>> Start DATA TO USE

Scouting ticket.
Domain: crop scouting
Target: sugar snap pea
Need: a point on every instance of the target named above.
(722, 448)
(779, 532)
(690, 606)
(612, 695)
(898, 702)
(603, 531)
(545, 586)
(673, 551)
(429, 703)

>> End DATA TO USE

Rewrite all of the material above, substituting "snow pea" for "sugar snap pea" and leaving everything else unchanged.

Scouting ticket.
Domain: crop scouting
Target: snow pea
Need: a point on every instance of the target named above.
(722, 448)
(779, 532)
(690, 606)
(612, 695)
(898, 702)
(603, 531)
(545, 586)
(673, 551)
(429, 703)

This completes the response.